# pix515e vpn site-to-site resetting tunnel



## dewo (Jan 17, 2008)

hi all,
i have setup vpn site-to-site between head and branch office. the tunnel created is good. user on branch can access apps server on head office. but sometimes they complain, when they access oracle apps they keep getting message 'server interruption' and they have to re-login. my question is does this problem because there is somekind of buffer inside pix full?
both side using same pix: 
Cisco PIX Firewall Version 6.3(1)
Licensed Features:
Failover: Enabled
VPN-DES: Enabled
VPN-3DES-AES: Enabled
Maximum Interfaces: 6
Cut-through Proxy: Enabled
Guards: Enabled
URL-filtering: Enabled
Inside Hosts: Unlimited
Throughput: Unlimited
IKE peers: Unlimited

UR License

here is result of debug cry isakmp: ISADB: reaper checking SA 0xff7cfc, conn_id = 0

rgds,
-dewo-


----------



## Cellus (Aug 31, 2006)

Have there been any drops or losses over the tunnel while using other apps other than Oracle?

There "shouldn't" be any problems like that, in the case of overloading PIX (especially if you have failover), unless you are using the appliance beyond its design limits.

It's possible that Oracle isn't being very lenient in terms of timeout, in which case you may wish to reconfigure it with longer timeouts.


----------



## dewo (Jan 17, 2008)

Usually when oracle apps being dropped, other application like outlook, terminal service are either getting slower or dropped also.
I have googling anywhere to find relevant issue but see none. What i'm doing now is clear xlate table or power cycle the pix box.
we have submit this problem to oracle metalink.

-dewo-


----------



## Cellus (Aug 31, 2006)

It is possible that you are over-extending your WAN link. When the slowdowns/drop-outs occur, take a look at the WAN link's throughput and see if you are approaching or near its upper limit.

What do you use for your WAN link. Do you have a guaranteed rate for it?


----------



## dewo (Jan 17, 2008)

*RECORDED INFORMATION*

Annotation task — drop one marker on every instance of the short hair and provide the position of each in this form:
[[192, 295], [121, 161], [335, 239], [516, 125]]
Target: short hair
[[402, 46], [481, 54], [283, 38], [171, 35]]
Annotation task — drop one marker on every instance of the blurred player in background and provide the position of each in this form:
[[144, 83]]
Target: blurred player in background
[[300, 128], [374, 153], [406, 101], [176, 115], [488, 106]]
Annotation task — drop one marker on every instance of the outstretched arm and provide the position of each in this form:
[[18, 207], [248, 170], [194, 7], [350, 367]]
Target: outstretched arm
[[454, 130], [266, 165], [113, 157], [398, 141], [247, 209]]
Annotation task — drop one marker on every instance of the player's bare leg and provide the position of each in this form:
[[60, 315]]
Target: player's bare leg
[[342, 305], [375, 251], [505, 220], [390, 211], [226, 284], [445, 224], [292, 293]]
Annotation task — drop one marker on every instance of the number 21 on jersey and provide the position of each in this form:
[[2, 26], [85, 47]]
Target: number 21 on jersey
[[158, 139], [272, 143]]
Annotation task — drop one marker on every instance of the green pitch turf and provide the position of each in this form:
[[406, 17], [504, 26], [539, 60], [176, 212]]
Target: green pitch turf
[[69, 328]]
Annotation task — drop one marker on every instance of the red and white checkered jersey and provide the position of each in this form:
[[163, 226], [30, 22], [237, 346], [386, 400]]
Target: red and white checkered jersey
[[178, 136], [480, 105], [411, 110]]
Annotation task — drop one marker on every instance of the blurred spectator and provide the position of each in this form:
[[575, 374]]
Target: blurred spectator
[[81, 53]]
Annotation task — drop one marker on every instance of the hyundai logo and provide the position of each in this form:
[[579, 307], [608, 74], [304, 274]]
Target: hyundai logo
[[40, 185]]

*TASK 1*
In the forum thread about the PIX site-to-site VPN tunnel, what does dewo say he currently does when the connection problems occur?
*TASK 2*
Carry on the forum thread about the PIX site-to-site VPN tunnel from the point at which it stops.
The rows are separate material and are not part of the forum thread about the PIX site-to-site VPN tunnel.

*WRITTEN RESPONSE 1*
He clears the xlate table or power cycles the PIX box.

*WRITTEN RESPONSE 2*
Actually i'm using ip vpn and i am not on WAN link. the vpn tunnel create over internet. i saw when the connection is dropped/slowed, my internet b/w seems to be exhausted. but that's not it, even in the morning when not many users were accessing the internet, oracle/mail get dropped for remote users. 
FYI, i'm in indonesia (HQ) and my remote site is in Singapore. We are using similar device and topology, the difference is we have vlans (HQ) and i think it doesnt matter. both sites have own internet access. 
i simply implement what cisco called site-to-site vpn config :grin:


----------



## MSilverman (Oct 15, 2008)

Dewo,

Because you are using an IP tunnel over the Internet technically you have extended your LAN to include a remote site which qualifies as a WAN connection. In any case Cellus is on the right track I think because that is what happened to us a couple of years back with our PIX 515e device.

We were seeing Citrix sessions dropping or users complaining it was real slow, SSH connections would connect but not present the login prompt through the NAT, etc... we checked the Internet line and lo and behold it was pegged at it's 15 mb/s cap so we upped it and as soon as we did that everythign returned to normal operation.

PDM was the tool that showed this to us. Simply installed it into the PIX and the graph showed us without any hesitation where the issue lay.

Mike.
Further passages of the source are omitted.